- _Fragmento_:
Este artículo es el primer capítulo de Débora Arango de perfil, de Víctor Cabezas Albán, publicado por Planeta en 2025.

Eladio y Pedro Nel

Pedro Nel y Eladio se encontraron en Florencia, en el otoño de 1927. Salvo por que haya algún encuentro casual no documentado, los dos antioqueños habían pasado dos años sin hablar. Ambos se conocieron en Medellín  y en 1923 compartieron un año largo en Bogotá. La leyenda cuenta que su amistad se plantó en el Café Windsor, ese famoso lugar donde los intelectuales de la época —León De Greiff, Jorge Zalamea, José Eustasio Rivera y otros— arrimaban a echar tertulias. Por ahí arrimaron también Vélez y Gómez.

Tras el paso por la capital, Eladio regresó a Medellín. Pedro Nel, en cambio, se fue a Europa. Desde allá, le escribió continua y generosamente a su colega y amigo, contándole sus experiencias de joven aprendiz de pintor, lo aconsejaba, pues sabía que estaba entre los planes de su amigo cumplir esa conscripción fuera de Colombia.

Los dos mantuvieron contacto, aun cuando Eladio ya estaba en Francia e Italia. Por eso, quizá, Pedro Nel intuyó los momentos difíciles que su amigo vivía en Roma y lo impulsó a viajar a Florencia, donde hubo un encuentro grato.

Eladio se instaló en la residencia donde vivía Pedro Nel y contó que le habían entregado «un amplio apartamento [donde] puedo fácilmente pintar y allí mismo nos sirven la mesa, una magnífica mesa muy distinta a la asquerosa y cara que tenía en Roma». A su madre, a quien, como siempre, mantenía al tanto de sus penas, le contó que su soledad sofocante se alivió en Florencia: «Tengo aquí la compañía de mi amigo Gómez ya pasado por las duras pruebas de la miseria, compañero inseparable de los artistas […] así, de parte y parte nos infundimos ánimo en la dura lucha por nuestros caros ideales».

- _Consigna escrita_: Enumera todas las ciudades que se mencionan por su nombre en el fragmento sobre Eladio y Pedro Nel. Los datos son material independiente y no guardan relación con el fragmento.

- _Datos proporcionados_:
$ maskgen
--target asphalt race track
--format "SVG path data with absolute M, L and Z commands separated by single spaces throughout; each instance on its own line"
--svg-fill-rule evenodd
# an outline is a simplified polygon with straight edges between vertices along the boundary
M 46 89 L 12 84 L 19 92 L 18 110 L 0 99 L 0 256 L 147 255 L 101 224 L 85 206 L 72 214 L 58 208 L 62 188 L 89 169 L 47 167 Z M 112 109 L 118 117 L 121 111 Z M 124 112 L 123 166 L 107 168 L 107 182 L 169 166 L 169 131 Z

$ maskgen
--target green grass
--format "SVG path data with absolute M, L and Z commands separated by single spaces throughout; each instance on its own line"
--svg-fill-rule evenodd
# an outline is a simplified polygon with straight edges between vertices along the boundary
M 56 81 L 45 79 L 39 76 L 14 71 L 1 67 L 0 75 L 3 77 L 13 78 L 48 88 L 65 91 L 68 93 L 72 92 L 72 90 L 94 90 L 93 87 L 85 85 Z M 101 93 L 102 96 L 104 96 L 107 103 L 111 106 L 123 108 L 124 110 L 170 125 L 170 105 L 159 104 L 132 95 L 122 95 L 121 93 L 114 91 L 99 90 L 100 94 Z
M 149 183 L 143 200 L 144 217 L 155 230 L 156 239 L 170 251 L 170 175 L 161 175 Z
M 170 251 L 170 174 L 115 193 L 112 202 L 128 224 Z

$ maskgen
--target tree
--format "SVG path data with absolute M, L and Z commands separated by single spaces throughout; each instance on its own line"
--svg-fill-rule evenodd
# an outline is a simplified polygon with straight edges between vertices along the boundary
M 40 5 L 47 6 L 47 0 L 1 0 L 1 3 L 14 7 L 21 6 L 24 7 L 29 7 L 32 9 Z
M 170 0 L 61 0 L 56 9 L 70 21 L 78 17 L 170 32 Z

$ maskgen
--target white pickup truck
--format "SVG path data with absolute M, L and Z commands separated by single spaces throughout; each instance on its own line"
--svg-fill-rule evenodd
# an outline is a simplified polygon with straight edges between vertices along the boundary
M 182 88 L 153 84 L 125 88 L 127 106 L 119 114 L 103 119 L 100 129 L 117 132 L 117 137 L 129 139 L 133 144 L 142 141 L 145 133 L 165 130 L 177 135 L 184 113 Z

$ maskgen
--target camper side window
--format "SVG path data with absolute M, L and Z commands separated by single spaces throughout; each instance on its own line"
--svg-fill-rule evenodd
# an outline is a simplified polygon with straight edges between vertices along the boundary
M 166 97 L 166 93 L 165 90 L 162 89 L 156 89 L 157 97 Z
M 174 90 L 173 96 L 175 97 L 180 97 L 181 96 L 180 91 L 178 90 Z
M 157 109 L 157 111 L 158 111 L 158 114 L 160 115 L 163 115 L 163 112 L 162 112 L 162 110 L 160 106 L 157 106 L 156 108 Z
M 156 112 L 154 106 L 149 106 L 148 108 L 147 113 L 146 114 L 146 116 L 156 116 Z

- _Respuesta_: Florencia, Medellín, Bogotá y Roma.